Stored items from a collection:
[BEGIN]
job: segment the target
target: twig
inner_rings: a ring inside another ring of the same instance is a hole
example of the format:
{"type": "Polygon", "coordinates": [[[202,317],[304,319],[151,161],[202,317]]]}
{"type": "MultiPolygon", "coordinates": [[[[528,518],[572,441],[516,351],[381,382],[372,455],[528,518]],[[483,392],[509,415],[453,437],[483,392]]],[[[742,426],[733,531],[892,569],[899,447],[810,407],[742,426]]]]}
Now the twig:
[END]
### EXERCISE TASK
Rewrite the lines of the listing above as a numbered list, leaving out any blank lines.

### ANSWER
1. job: segment the target
2. target: twig
3. inner_rings: a ring inside another ring of the same instance is a hole
4. example of the format:
5. {"type": "Polygon", "coordinates": [[[202,317],[304,319],[151,161],[202,317]]]}
6. {"type": "MultiPolygon", "coordinates": [[[[528,518],[572,441],[516,351],[381,382],[372,455],[528,518]],[[483,392],[509,415],[453,437],[483,392]]],[[[742,426],[733,531],[892,569],[899,447],[810,407],[742,426]]]]}
7. Now the twig:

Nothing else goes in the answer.